EXERCISE DIRECTIONS:
Skip the images and copy each record exactly as written.

Dataset entries:
▶
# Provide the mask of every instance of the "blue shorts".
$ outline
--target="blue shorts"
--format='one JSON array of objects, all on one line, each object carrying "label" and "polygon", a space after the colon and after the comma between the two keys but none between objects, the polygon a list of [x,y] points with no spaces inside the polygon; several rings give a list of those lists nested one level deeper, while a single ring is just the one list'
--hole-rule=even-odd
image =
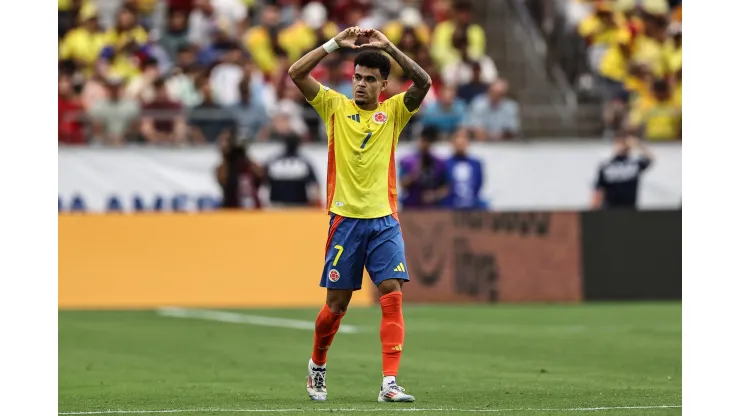
[{"label": "blue shorts", "polygon": [[347,218],[332,213],[321,287],[359,290],[363,268],[376,286],[388,279],[410,280],[397,217]]}]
◀
WRITTEN RESPONSE:
# Provide the mask of every instance of the "blue shorts".
$ outline
--target="blue shorts"
--format='one JSON array of objects, all on one line, each object carrying "label" and "polygon", a space after the colon and after the comma between the two keys but none between objects, the polygon a list of [x,y] points with no spaces inside the polygon; several rings give a list of those lists nested one level deeper, while a single ring is just the one list'
--hole-rule=even-odd
image =
[{"label": "blue shorts", "polygon": [[347,218],[332,213],[321,287],[359,290],[363,268],[376,286],[388,279],[410,280],[397,217]]}]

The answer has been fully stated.